### DESCRIPTION OF THE TASK
Only the lines from the start of the data through the one containing "In this photo, where can the beige" belong in your answer; return them exactly.

=== Section Start ===

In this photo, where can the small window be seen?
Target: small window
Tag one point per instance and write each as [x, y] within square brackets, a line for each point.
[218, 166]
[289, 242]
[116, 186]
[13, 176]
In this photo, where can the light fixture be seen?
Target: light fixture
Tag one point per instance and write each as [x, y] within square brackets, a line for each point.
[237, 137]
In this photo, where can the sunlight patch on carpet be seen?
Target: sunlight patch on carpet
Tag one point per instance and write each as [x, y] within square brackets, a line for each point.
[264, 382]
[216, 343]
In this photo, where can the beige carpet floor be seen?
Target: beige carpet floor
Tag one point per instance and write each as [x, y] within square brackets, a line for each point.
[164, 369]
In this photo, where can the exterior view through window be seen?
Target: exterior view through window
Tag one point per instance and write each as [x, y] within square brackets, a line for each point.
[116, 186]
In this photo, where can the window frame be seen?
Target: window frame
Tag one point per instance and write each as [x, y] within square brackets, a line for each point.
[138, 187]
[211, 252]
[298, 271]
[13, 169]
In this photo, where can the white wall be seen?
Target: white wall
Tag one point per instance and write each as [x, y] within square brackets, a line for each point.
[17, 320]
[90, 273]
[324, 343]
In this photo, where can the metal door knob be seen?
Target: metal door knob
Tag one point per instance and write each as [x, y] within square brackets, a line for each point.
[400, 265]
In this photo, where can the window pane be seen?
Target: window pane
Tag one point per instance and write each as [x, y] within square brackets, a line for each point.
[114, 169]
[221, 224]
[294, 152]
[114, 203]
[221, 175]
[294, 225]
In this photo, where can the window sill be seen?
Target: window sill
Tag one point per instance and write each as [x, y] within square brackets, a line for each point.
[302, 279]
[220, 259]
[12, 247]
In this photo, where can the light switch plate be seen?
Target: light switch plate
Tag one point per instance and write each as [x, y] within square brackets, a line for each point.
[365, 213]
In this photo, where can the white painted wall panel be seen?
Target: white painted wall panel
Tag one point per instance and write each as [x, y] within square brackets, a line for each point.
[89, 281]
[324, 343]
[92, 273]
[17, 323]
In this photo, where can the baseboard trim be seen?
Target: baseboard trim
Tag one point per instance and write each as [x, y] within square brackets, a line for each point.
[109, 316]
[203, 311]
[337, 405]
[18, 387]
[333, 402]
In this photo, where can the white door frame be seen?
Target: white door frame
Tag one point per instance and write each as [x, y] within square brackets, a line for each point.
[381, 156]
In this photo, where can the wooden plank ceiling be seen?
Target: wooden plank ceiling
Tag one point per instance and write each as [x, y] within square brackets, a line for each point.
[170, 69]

=== Section End ===

### REPLY
In this photo, where can the small window be seen?
Target: small window
Tag one point per instance and write each as [x, y] within square brackets, a line for each point.
[218, 166]
[289, 242]
[116, 186]
[13, 176]
In this photo, where can the light fixture be seen?
Target: light fixture
Tag one point per instance and write each as [x, y] within square brackets, a line for each point.
[237, 137]
In this photo, where can the sunlight patch on carpet be seen?
Target: sunlight patch on carpet
Tag one point per instance and write each as [x, y] within square brackets, a line for each point.
[264, 382]
[216, 343]
In this photo, where can the beige carpet floor be seen?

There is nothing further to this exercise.